■ Page:
The Luminarium visited Omaha last week. My husband surprised me with a tour. Immediately, we were enveloped in colored light and soothing music. Were were invited to linger and touch and fully absorb the experience. Considering the space was filled with small children running about, it was a very peaceful experience. If Luminarium makes a stop near you, I highly recommend checking it out.

FYI: They allow cameras and it makes for a pretty sweet photo op.

You Don’t See Me


I am currently in the middle of this nifty little book called Imagine by Jonathan Lehrer. It’s all about creativity from a neuroscience perspective. I can’t give a full review right now because I’m only about halfway through it, but let’s just say so far so good. The reason I’m writing this is because I have just stumbled into a part of the book that has struck me profoundly. At this point, the author talks about perception and how creativity needs persistence. He uses graphic designer Milton Glaser as a case study in this particular section.

At sixteen, Glaser decided to draw a portrait of his mother. Sitting down with a pencil and paper, he realized that he really had no idea what his mother looked like. Her image had been set in Glaser’s mind at a young age and hadn’t changed.

This phenomena is actually very common. We walk around barely seeing those around us. Our minds just get used to the everyday people and places and carries with it a set image of how they’re supposed to look. Our brain saves its attention for new places and experiences. As Glaser says, “We are always looking, but we never really see.” It’s a little sad, isn’t it? Just think, we don’t really know what our loved ones look like. We just think we do. This is where drawing comes in. Drawing actually forces the brain to pay extremely close attention to the artist’s subject. One will see the lines around the eye or the quirk of the mouth that you could swear was never there before. Drawing is a form of thinking. I’ve noticed this in my own portrait work. I usually consider myself a relatively observant person when I’m not drifting around daydream land. However, I still feel like I’ve not truly seen a person until I’ve drawn them. Maybe this is why I enjoy doing portraits so much. This is also probably why I also hate self-portraits. I’m my own worst critic.

■ Task A:
In the blog excerpt, what did Milton Glaser set out to draw at sixteen?
■ Task B:
Reproduce the entries word for word, from the first entry through the line that contains "column 224, row 116", both ends included.

■ Data section:

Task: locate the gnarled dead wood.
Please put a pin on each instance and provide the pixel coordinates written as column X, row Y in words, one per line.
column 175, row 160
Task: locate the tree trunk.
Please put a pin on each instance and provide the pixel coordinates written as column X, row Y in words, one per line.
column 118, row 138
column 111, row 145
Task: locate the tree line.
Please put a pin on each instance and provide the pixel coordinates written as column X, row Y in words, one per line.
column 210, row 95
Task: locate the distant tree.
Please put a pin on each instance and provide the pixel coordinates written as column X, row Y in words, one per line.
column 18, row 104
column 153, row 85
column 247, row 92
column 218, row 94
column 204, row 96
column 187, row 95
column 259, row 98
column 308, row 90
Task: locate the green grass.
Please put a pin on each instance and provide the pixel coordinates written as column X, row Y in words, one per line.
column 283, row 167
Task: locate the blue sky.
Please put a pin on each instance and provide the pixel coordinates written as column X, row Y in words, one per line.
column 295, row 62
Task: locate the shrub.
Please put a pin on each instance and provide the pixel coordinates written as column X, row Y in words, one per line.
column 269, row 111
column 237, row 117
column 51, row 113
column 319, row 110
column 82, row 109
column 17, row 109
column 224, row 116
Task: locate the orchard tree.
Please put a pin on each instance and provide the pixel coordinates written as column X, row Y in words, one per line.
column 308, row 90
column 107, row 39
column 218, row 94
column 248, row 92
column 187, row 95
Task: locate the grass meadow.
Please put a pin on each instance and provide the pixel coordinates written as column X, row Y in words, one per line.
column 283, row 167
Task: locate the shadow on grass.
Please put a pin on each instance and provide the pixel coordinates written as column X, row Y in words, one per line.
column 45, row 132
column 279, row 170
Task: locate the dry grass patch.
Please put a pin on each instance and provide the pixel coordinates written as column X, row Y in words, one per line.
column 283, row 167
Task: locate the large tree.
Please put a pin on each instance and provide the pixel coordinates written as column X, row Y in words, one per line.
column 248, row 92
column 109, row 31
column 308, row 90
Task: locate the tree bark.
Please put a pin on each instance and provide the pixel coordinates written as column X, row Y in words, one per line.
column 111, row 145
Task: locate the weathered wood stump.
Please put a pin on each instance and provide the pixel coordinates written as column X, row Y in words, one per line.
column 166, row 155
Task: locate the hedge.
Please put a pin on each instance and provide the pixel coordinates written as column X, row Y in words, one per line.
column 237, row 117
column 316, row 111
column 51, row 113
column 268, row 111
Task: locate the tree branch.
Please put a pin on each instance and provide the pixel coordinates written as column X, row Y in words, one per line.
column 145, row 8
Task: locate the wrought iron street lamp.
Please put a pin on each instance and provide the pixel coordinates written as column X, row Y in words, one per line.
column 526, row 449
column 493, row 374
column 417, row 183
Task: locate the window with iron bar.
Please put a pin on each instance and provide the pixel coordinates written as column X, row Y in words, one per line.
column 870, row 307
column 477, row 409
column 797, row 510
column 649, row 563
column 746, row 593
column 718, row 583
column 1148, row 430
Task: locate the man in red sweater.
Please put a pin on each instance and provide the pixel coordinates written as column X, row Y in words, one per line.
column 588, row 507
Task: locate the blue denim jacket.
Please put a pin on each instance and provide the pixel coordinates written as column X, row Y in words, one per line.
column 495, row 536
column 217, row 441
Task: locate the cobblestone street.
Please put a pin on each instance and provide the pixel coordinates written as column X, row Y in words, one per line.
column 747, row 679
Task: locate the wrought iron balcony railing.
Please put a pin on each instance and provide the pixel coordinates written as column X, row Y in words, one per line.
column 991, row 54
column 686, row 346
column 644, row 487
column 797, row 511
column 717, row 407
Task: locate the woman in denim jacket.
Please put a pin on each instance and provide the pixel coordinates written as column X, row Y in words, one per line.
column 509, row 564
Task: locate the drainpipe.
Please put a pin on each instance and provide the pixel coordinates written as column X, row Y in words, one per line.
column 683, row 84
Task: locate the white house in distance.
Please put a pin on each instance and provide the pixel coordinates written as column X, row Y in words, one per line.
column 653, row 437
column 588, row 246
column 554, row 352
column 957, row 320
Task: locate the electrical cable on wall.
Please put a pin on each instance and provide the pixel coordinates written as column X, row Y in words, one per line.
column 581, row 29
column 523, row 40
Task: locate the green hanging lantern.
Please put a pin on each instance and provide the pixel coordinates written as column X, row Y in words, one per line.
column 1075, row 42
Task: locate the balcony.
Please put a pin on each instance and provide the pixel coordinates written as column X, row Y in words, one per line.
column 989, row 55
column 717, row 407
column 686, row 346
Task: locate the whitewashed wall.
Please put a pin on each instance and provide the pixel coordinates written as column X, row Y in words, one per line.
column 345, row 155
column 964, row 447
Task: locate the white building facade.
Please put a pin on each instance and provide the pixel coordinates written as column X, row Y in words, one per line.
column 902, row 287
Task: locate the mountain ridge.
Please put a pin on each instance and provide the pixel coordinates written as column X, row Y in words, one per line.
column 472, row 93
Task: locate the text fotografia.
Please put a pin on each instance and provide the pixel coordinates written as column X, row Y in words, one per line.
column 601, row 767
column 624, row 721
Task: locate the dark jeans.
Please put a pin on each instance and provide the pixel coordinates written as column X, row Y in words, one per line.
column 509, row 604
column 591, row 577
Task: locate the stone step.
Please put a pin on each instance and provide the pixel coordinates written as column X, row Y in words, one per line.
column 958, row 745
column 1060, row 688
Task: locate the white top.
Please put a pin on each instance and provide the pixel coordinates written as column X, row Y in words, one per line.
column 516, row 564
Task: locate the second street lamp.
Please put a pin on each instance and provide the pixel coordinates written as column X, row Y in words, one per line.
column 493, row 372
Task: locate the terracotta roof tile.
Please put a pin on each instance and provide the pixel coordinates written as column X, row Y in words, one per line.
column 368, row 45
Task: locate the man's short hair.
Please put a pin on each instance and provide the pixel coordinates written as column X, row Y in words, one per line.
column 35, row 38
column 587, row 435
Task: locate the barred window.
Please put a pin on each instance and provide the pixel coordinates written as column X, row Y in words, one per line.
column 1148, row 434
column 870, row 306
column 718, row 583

■ Exercise result A:
A portrait of his mother.

■ Exercise result B:
Task: locate the gnarled dead wood.
Please put a pin on each instance and provide the pixel coordinates written as column X, row Y in words, one per line.
column 175, row 160
Task: locate the tree trunk.
Please put a pin on each instance and provide the pixel coordinates written as column X, row Y in words, one per line.
column 118, row 138
column 111, row 145
Task: locate the tree line.
Please put a pin on each instance and provide the pixel coordinates written as column X, row Y in words, one per line.
column 210, row 95
Task: locate the distant tree.
Please put a pin on each instance and provide the pixel coordinates written as column X, row Y in words, one per line.
column 18, row 104
column 153, row 85
column 247, row 92
column 218, row 94
column 204, row 96
column 187, row 95
column 259, row 98
column 308, row 90
Task: locate the green grass.
Please put a pin on each instance and provide the pixel coordinates written as column X, row Y in words, one per line.
column 283, row 167
Task: locate the blue sky.
Please put a pin on each instance and provide the pixel coordinates written as column X, row Y in words, one per line.
column 295, row 62
Task: locate the shrub.
Please put a pin on each instance and provide the pixel coordinates written as column X, row Y in words, one per line.
column 269, row 111
column 237, row 117
column 51, row 113
column 319, row 110
column 82, row 109
column 17, row 109
column 224, row 116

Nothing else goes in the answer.